— Extrait —

+++

Philippe Vuilque, ancien député et maire, ne mâche pas ses mots, comme en témoigne la seconde partie de l’entretien qu’il nous a accordé ce vendredi 29 mars 2013. L’actualité politique y est passée en revue : Hollande, Mélenchon et l’affaire Cahuzac… Le toujours socialiste de cœur livre ses impressions.

Pour Philippe Vuilque, François Hollande et le gouvernement auraient dû privilégier les réformes économiques, sujet majeur de préoccupation des Français.(Capture d’écran France 2)
@rdenne-mag : François Hollande est au plus bas dans les sondages. A votre avis, pourquoi ?
Philippe Vuilque : Vous savez que j’ai pris un peu de distance avec tout ça. Mes convictions restent entières. Elles restent de gauche et socialistes. Je pense qu’une erreur a été faite au début par François Hollande, lorsqu’il a pris ses responsabilités.
@-m : De quelle erreur s’agit-il ?
Ph V : Il a mis en avant les réformes de société au lieu de privilégier les réformes économiques. Durant les premiers mois, il fallait ne parler et ne se consacrer qu’à l’emploi et aux problèmes économiques. Certes, il y a eu les promesses de campagne. Il fallait les mettre en place, mais François avait cinq ans de mandature devant lui. Légiférer tout de suite sur le mariage pour tous – on n’a parlé que de ça dans beaucoup de médias -, c’était une promesse de campagne, mais ce n’est pas la préoccupation sociale des Français.
@-m : Fallait-il pour autant retarder de statuer sur le mariage pour tous ?
Ph V : L’un n’empêche pas l’autre, parce que les choses ont quand même avancé économiquement. Un certain nombre de dispositifs ont été mis en place, mais l’impression que les citoyens a été négative. Ils se sont dit : « C’est un dérivatif. On parle de ça, et pas des vrais problèmes des Français, à savoir l’emploi et la situation économique. »
En plus, il y a eu les cacophonies gouvernementales du début, un manque de poigne politique qui a fait que certains ont annoncé des choses qui n’étaient pas arbitrées. Quand on est ministre, comme disait Chevènement, on ferme sa gueule ou on démissionne. Certaines personnalités ont un peu dérapé. Dans l’opinion publique, elles ont donné l’impression d’une sorte de gouvernement d’amateurs, ce qui n’est pas bon dans une situation économique et sociale particulièrement difficile.

+++

— Liste des données —
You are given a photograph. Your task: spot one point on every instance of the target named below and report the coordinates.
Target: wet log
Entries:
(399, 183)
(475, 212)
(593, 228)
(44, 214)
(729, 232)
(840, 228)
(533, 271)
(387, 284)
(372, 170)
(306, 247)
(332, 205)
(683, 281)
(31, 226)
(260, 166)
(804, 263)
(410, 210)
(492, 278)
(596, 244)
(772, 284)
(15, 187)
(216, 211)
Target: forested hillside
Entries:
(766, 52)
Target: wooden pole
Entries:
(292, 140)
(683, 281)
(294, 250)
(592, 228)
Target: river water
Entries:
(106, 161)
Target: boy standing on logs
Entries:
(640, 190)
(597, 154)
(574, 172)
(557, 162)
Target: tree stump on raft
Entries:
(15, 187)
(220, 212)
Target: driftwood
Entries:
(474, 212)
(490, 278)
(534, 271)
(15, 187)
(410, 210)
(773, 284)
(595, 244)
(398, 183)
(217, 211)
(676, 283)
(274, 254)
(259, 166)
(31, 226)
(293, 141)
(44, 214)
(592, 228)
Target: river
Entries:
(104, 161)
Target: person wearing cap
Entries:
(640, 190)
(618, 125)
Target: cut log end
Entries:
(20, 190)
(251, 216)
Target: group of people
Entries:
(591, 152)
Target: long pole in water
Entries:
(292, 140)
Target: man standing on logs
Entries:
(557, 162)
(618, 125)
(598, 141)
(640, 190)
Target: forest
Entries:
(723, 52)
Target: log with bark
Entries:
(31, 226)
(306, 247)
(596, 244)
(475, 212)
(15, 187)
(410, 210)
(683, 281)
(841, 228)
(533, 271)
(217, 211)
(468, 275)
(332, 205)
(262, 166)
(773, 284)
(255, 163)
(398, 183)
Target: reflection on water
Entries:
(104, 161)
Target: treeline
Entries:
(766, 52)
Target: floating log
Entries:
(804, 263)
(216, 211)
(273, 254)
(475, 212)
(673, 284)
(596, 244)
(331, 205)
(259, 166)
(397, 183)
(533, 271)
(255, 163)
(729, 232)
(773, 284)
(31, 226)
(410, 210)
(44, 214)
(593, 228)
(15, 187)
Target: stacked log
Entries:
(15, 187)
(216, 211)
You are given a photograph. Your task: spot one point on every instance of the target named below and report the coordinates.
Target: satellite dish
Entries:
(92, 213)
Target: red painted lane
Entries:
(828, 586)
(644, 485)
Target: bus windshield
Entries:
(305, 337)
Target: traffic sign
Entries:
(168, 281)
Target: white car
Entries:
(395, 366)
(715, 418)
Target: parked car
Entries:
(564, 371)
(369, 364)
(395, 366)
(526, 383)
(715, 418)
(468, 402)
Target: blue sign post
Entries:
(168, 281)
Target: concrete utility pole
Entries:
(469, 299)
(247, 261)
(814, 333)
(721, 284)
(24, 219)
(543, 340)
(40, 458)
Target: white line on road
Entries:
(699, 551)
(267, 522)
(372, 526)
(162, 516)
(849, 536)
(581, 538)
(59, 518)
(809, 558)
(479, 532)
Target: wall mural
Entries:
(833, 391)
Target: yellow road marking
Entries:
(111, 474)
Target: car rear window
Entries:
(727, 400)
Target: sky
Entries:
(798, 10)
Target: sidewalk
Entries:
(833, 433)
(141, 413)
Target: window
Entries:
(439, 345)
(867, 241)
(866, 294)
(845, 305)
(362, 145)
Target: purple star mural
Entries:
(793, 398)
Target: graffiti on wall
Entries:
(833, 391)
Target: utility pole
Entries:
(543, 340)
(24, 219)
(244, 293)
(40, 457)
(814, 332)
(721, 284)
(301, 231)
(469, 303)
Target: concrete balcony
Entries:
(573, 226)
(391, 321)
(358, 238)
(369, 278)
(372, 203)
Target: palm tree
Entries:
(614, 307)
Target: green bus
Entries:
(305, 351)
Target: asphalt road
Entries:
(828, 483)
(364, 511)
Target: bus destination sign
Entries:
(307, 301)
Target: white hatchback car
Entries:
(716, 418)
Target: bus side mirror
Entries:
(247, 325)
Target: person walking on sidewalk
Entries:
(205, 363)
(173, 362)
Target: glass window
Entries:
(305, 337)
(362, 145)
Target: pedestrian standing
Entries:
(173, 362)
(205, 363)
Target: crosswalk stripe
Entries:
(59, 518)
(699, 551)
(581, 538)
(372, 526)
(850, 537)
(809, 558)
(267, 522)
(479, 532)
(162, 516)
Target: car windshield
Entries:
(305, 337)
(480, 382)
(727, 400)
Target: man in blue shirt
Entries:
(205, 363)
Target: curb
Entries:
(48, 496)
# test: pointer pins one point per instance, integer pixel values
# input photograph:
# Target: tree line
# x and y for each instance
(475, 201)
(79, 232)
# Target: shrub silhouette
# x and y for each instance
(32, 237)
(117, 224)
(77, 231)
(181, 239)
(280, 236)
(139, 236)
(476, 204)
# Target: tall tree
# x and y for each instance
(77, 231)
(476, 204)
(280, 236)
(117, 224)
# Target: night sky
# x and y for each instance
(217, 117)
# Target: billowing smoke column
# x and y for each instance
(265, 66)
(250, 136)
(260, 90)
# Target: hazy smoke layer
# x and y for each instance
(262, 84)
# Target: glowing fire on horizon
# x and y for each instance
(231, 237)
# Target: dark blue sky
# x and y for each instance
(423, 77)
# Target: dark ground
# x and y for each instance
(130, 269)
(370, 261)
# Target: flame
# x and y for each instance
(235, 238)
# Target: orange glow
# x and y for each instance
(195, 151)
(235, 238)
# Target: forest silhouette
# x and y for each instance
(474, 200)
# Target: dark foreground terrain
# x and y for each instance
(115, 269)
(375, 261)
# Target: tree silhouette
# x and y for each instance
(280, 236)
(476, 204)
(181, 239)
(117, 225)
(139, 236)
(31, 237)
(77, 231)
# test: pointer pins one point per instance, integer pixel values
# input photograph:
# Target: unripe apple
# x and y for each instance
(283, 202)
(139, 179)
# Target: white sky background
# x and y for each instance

+++

— À faire —
Poursuivez l'entretien avec Philippe Vuilque à partir de la dernière phrase de l'extrait.

— Réponse rédigée —
@-m : Qu’avez-vous retenu de l’intervention télévisée du Président, hier, sur France 2 ?
Ph V : J’ai apprécié, parce que déjà elle était bien maîtrisée. Ceci dit, dans sa première partie, il a « vendu » ce que le gouvernement a mis en place. Dans la deuxième, c’était plus tourné vers l’international. Tout le monde a considéré ses propos inattaquables.
@-m : Êtes-vous pleinement satisfait de ce qui a été dit ?
Ph V : On ne peut pas demander à ce genre d’émission ce qu’elle ne peut pas apporter. C’est un exercice difficile pour un Président de la République. Mais les citoyens attendaient des effets d’annonce qu’on ne pouvait pas leur amener. De toute façon, c’est un exercice qui recentre l’image, mais ce n’est pas ça qui change fondamentalement les choses. Après, la situation économique est difficile, mais je pense qu’il n’a pas suffisamment parlé de l’Europe, parce que le problème est essentiellement européen.
@-m : En quoi les problèmes économiques et sociaux de la France ont-ils à voir avec l’Europe ?
Ph V : Aujourd’hui, vous avez une seule politique monétaire – avec l’euro -, et 17 politiques budgétaires. Comment fait-on quand on n’est pas d’accord sur les politiques budgétaires ? L’imbécillité de la décision européenne vis-à-vis de Chypre est tout sauf politique. Elle est technique. Je ne comprends pas comment des politiques ont pu laisser faire ça, parce que les citoyens qui regardent ce qui se passe là-bas se disent : « Si, à Chypre, on peut contraindre les banques à faire telle ou telle chose, eh bien, on pourra nous y contraindre aussi. » Ce qui n’est pas vrai parce que le contexte n’est pas le même.
@-m : Le contrôle des mouvements de capitaux institué à Chypre est-il critiquable?
Ph V : Ce qui a été fait pour Chypre est une catastrophe en terme de communication. J’ai du mal à comprendre comment les politiques européens ont laissé faire ce qu’a fait la commission européenne sur le sujet. C’est dramatique et aujourd’hui, les citoyens n’ont plus confiance en l’Europe. Ils se disent : « Aujourd’hui, c’est Chypre. Demain, ça va être quoi ? On va prendre notre argent dans les banques ? » Voilà comment raisonne l’opinion publique. Il y a, de la part de l’ensemble du gouvernement, un manque de maîtrise du processus européen.
@-m : Comment cela?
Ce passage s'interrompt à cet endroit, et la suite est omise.